AUFGABE 1:
In welchen zwei Gestalten hat die Ideologie des europäischen Atheismus nach Aussage des Seitentextes die Welt verwüstet?
AUFGABE 2:
Stimmen die folgenden Aussagen mit dem Seitentext überein? Antworte jeweils mit Ja oder Nein und belege die Antwort mit einem wörtlichen Zitat.
(a) Christ-Sein kann man einem Kind anerziehen wie die Muttersprache.
(b) Der Glaube ist immer die eigene Letztentscheidung.
(c) Die Botschaft Jesu Christi ist nur ein Irrlicht.

Nach 2000 Jahren Christentum ein solcher Abfall vom Glauben wie heute, wie ist das möglich? Die Botschaft Jesu Christi also doch nur ein Irrlicht? Keineswegs. Sie fordert allerdings jeden aufs Neue zu einer Entscheidung heraus. Denn Glaube läßt sich nicht vererben.
Ein Hauptgrund für den Abfall ist einerseits die mächtig gewordene Ideologie des europäischen Atheismus mit ihrem Gotteshaß, der in der Gestalt des Nationalsozialismus und des Kommunismus die Welt verwüstet hat. Auf der anderen Seite aber: Christ-Sein ist nicht vererbbar und läßt sich nicht anerziehen wie die Muttersprache, sondern beginnt mit jedem neuen Menschen - ganz neu! Auch die besten Eltern können ihr Kind nicht einfach „katholisch“ erziehen, weder streng noch lax, so daß das Kind katholisch werden müßte! Jeder Mensch kennt irgendwie „automatisch“ seine Umgebung und die Kultur, in der er aufwächst. Aber beim Glauben ist es nicht so: Er ist immer die eigene Letztentscheidung, der eigene Sieg über und gegen alle Verführungen weg von Gott!

MATERIAL:
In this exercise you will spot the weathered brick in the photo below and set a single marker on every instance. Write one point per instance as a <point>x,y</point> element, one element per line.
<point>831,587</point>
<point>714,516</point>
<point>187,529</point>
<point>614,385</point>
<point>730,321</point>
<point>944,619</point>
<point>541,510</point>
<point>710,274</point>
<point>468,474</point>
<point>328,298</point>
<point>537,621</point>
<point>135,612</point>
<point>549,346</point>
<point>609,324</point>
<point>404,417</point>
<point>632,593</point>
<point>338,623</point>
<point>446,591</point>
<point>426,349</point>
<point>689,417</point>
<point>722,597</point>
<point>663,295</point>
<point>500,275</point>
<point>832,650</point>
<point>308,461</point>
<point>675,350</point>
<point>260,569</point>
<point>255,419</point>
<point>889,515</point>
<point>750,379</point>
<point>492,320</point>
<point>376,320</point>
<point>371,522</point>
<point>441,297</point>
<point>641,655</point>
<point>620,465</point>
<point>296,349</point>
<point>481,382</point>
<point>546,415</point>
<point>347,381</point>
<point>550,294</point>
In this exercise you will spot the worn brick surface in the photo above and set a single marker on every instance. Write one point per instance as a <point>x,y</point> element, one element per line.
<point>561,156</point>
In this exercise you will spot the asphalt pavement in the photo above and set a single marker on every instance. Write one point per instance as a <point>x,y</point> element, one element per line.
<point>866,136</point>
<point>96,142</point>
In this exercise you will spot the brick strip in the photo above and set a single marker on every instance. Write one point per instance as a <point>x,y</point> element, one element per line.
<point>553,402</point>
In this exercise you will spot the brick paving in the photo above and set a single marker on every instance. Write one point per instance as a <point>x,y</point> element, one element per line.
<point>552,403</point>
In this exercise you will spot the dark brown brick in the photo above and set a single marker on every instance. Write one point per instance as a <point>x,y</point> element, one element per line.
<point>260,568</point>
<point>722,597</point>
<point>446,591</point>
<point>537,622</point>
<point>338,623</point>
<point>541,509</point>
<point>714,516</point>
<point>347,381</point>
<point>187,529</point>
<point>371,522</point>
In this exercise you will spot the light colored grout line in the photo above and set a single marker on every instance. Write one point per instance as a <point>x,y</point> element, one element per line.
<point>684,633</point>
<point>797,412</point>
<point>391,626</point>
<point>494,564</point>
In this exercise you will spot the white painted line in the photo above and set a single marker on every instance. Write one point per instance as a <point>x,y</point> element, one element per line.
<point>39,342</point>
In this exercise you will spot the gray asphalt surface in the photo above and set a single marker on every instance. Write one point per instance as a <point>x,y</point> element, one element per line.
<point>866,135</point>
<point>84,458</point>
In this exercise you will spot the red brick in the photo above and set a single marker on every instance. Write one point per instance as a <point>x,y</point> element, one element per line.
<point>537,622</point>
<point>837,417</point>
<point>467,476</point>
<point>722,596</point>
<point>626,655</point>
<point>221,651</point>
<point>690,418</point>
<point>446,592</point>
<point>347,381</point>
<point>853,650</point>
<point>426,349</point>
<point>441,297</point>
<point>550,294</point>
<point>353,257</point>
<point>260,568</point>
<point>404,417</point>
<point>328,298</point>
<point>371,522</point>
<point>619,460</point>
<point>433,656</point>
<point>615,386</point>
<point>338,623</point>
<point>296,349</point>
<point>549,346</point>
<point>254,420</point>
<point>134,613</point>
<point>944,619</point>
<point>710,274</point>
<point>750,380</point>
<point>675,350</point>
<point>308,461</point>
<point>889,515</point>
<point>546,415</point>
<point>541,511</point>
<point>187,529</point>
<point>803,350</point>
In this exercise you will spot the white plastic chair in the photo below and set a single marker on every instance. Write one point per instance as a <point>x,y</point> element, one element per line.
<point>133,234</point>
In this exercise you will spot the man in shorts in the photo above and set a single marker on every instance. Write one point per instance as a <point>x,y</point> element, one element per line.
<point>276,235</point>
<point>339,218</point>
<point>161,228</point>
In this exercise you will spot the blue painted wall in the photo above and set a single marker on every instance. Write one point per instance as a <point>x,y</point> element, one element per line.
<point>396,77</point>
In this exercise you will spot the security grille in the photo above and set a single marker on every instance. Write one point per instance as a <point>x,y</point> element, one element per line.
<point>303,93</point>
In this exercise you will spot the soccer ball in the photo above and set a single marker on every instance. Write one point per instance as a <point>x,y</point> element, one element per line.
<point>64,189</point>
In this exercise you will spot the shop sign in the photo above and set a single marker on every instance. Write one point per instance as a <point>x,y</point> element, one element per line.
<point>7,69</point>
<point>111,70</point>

LÖSUNG 1:
Im Nationalsozialismus und im Kommunismus.

LÖSUNG 2:
(a) Nein: „Christ-Sein ist nicht vererbbar und läßt sich nicht anerziehen wie die Muttersprache“
(b) Ja: „Er ist immer die eigene Letztentscheidung“
(c) Nein: „Die Botschaft Jesu Christi also doch nur ein Irrlicht? Keineswegs.“